▶ Texte à lire:
La douzaine perturbatrice

L’histoire est jonchée de technologies ayant à l’occasion été acclamées comme la panacée universelle. Cela peut devenir agaçant pour les consommateurs lorsqu’ils réalisent que, disons, la chaîne stéréo quadriphonique qu’ils viennent d’acquérir est un gaspillage d’argent. Mais lorsque les entreprises font le pari de mauvaises technologies, les conséquences peuvent être terribles pour elles.

Erik Brynjolfsson.

Vers la fin des années 90, par exemple, on pensait que les échanges B2B allaient devenir «l’appli massue» pour le commerce, et près de 1 500 d’entre eux ont été créés. La plupart ont depuis disparu, engloutissant des milliards de dollars d’investissements.
Pour contribuer à contrer le battage médiatique qui entoure l’arrivée de presque toutes les technologies, le McKinsey Global Institute (MGI) a étudié plus d’une centaine de technologies à évolution rapide et en a identifié douze qui devraient certainement perturber le statu quo dans les années à venir. Le MGI estime que l’impact annuel combiné de cette «douzaine perturbatrice» – dans des domaines tels que les technologies de l’information, les machines et les véhicules, l’énergie, les biosciences et les matériaux – devrait représenter 1400 à 3300 milliards de dollars en 2025. Une grande part de cette valeur – et dans de nombreux cas, une majorité substantielle – profitera aux consommateurs.

▶ Exercice proposé: Poursuivez le texte sur la douzaine de technologies perturbatrices après sa dernière phrase.

▶ Lignes extraites:
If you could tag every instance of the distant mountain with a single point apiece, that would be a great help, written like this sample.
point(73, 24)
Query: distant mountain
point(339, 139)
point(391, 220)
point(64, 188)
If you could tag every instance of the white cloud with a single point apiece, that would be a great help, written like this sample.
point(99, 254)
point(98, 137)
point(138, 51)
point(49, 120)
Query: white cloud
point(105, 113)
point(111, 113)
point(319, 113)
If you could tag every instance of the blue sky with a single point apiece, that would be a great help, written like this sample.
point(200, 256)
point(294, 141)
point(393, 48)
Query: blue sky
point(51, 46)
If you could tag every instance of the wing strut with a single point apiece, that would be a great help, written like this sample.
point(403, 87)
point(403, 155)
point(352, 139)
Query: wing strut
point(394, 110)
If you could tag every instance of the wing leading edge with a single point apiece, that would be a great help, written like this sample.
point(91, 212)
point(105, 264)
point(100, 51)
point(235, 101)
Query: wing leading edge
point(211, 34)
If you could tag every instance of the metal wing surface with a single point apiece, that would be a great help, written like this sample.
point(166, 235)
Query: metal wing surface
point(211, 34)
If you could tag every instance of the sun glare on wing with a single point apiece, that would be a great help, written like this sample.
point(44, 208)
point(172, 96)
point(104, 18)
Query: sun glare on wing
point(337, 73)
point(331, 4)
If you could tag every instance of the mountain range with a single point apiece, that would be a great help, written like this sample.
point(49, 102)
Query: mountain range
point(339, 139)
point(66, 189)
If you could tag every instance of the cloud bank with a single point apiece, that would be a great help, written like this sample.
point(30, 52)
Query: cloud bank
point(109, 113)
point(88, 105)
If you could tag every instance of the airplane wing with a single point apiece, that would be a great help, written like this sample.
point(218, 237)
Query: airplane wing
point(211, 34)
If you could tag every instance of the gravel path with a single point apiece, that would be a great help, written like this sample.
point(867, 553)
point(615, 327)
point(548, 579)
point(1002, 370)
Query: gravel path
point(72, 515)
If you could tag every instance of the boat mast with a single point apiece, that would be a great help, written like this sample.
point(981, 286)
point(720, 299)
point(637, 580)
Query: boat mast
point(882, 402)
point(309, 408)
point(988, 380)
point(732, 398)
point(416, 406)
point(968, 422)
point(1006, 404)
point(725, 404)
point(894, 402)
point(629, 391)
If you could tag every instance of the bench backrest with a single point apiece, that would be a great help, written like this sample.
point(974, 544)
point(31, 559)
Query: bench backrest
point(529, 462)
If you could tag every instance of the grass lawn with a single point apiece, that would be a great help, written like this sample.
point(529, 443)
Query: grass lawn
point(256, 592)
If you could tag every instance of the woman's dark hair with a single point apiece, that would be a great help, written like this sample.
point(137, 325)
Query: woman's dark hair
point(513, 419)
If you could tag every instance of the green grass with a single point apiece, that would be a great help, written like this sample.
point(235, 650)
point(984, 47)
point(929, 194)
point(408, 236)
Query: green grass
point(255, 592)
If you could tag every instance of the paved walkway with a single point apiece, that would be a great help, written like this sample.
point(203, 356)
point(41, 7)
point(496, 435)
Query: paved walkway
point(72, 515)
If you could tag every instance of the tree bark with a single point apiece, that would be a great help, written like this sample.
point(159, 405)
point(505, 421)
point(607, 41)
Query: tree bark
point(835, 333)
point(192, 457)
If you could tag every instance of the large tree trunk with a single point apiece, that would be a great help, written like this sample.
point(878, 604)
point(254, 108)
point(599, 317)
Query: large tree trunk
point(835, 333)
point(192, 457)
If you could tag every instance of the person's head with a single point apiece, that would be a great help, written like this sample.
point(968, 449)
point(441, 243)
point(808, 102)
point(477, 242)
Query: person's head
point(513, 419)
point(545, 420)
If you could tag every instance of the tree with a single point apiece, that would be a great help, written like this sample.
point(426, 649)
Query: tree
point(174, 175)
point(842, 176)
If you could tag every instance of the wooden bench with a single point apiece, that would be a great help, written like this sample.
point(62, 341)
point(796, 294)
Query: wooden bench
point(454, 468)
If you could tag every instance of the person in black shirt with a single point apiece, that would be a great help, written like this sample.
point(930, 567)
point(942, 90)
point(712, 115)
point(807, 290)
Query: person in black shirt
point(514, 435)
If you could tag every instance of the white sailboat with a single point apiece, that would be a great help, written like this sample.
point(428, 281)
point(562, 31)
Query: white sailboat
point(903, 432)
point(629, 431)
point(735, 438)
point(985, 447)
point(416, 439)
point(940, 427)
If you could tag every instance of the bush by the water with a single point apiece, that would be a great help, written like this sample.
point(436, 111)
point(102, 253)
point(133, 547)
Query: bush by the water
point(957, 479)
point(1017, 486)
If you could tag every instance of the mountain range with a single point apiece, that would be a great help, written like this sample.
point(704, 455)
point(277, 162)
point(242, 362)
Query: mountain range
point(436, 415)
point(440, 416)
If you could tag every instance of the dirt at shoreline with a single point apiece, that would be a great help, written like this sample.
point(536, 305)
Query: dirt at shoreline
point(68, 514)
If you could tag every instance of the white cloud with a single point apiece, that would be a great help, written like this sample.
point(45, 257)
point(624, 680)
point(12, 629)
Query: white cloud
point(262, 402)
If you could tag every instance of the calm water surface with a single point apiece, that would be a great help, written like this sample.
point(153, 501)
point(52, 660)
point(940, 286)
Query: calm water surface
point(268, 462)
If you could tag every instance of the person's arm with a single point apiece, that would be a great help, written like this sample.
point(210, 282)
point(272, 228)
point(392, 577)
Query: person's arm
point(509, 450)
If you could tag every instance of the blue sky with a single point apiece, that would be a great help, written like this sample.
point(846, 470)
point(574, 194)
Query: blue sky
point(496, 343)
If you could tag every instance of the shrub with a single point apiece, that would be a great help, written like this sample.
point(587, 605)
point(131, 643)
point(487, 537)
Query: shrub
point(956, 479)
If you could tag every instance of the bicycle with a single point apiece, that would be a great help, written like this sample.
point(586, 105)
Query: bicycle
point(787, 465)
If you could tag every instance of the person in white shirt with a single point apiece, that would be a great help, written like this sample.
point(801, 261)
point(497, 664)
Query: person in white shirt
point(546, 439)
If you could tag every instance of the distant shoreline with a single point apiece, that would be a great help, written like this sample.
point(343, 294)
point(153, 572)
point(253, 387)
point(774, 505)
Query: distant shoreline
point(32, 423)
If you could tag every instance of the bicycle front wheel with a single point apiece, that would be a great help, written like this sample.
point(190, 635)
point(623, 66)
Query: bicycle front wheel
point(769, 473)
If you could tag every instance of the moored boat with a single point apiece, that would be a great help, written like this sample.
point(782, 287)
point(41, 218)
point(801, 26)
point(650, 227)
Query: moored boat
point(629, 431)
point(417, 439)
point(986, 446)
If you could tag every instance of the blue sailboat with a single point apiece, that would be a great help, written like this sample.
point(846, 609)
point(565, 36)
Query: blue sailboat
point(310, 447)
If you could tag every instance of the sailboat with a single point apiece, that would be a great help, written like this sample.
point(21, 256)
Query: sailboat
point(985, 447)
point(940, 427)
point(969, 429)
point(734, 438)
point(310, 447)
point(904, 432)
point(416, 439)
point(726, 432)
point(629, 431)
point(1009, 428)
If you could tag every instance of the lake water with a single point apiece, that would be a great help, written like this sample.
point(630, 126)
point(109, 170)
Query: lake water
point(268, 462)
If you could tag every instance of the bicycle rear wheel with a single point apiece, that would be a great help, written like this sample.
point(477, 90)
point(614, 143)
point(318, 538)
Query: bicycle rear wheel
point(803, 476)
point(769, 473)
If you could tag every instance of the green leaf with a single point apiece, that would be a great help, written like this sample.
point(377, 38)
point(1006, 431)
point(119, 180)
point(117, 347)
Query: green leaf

▶ Réponse attendue:
Prenons l’Internet mobile par exemple, dont on estime que l’impact économique annuel atteindra 1000 milliards de dollars en 2025. Les consommateurs des pays avancés continuent d’amasser les bénéfices d’un accès permanent à un nombre croissant d’informations, d’applis et de services en ligne, mais plus de deux milliards de citoyens des pays en développement pourraient avoir accès aux mêmes avantages résultant du progrès technologique dans le reste du monde. La valeur de ces bénéfices éclipserait celle susceptible d’être récoltée par les fournisseurs d’appareils mobiles et de services Internet.
Des évolutions de valeur axées sur les utilisateurs comparables sont à l’œuvre dans l’ensemble des domaines technologiques liés à l’Internet, y compris dans celles qui ne font pas partie de la dizaine perturbatrice. Par exemple, seule une petite fraction des mille milliards de dollars annuels estimés générés par les recherches sur Internet sont susceptibles de revenir aux fournisseurs d’accès.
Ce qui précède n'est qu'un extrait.